*** DOCUMENT SECTION Section Begins ***
Ananda B. Amstadter, Ph.D., Associate Professor with tenure, Department of Psychiatry and the Virginia Institute for Psychiatric and Behavioral Genetics (VIPBG) at VCU came to VCU in 2010. She also has affiliate appointments in the Departments of Psychiatry and Human and Behavioral Genetics. Her research focuses on risk and resiliency in the wake of trauma or stress related conditions. With 186 peer-reviewed publications, 20 book chapters, 20 invited lectures, and over 135 conference presentations to her credit, it might be surprising that such a busy and productive person is celebrated for the time and attention she takes to mentor her students and colleagues.
*** DOCUMENT SECTION Section Ends ***
*** STUDY MATERIAL Section Begins ***
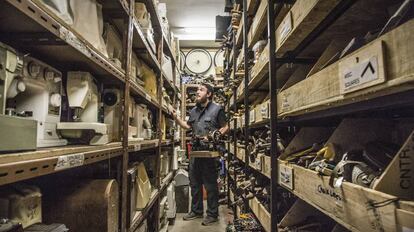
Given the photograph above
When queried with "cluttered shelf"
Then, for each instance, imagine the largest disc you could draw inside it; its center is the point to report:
(19, 166)
(308, 96)
(309, 171)
(141, 215)
(54, 39)
(294, 26)
(142, 144)
(258, 209)
(262, 164)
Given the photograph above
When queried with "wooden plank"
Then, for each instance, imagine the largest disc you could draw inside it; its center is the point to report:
(204, 154)
(322, 90)
(348, 205)
(261, 213)
(299, 23)
(41, 153)
(398, 177)
(306, 137)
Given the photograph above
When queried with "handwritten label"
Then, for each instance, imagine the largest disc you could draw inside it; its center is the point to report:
(286, 176)
(70, 161)
(330, 192)
(72, 40)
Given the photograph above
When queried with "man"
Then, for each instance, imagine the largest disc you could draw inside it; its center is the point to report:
(206, 116)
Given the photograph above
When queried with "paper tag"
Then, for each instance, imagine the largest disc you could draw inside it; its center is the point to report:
(360, 74)
(70, 161)
(286, 27)
(362, 69)
(286, 176)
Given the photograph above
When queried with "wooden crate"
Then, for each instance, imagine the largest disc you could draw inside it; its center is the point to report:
(262, 111)
(300, 21)
(266, 166)
(258, 24)
(204, 154)
(241, 152)
(349, 204)
(394, 61)
(261, 213)
(299, 211)
(261, 67)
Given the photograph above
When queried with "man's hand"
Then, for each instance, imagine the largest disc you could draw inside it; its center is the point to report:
(224, 130)
(174, 114)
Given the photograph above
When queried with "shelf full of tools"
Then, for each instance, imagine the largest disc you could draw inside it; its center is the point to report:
(86, 105)
(333, 81)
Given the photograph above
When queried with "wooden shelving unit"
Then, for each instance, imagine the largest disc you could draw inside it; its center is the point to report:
(32, 28)
(304, 77)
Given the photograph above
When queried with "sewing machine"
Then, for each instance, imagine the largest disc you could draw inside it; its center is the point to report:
(143, 122)
(112, 112)
(83, 99)
(40, 100)
(21, 132)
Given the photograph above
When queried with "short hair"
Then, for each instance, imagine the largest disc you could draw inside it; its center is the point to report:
(209, 88)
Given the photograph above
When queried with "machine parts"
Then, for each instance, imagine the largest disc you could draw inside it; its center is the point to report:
(21, 203)
(112, 112)
(87, 205)
(83, 99)
(19, 128)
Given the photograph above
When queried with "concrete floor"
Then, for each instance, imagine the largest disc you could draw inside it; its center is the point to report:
(195, 225)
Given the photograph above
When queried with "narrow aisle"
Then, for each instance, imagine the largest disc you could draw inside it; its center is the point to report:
(195, 225)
*** STUDY MATERIAL Section Ends ***
INSTRUCTIONS »
**A)** According to the Amstadter profile, how many peer-reviewed publications does she have?
**B)** Write the next part of the Amstadter profile, picking up after its final sentence.

OUTPUTS FOR THE TASKS »
**A)** 186

**B)**
The Director of VIPBG, Kenneth S. Kendler, M.D., Rachel Brown Banks Distinguished Professor of Psychiatry,and Professor of Human and Molecular Genetics, comments, . “I have had a long professional career and worked with a large number and variety of academic physicians and psychologists. I can say with confidence that Dr. Amstadter is among the very best mentors I have ever had the pleasure to work with. The broad facts speak for themselves. Since arriving at VCU, she has mentored 4 young faculty and/or senior post-docs with the goal of obtaining a K award and been successful with every single one of them. She has been a primary mentor on four funded F31s, several PERQ grants, a NARSAD Young Investigator Award and served as primary mentor for three VA MIRECC fellows.”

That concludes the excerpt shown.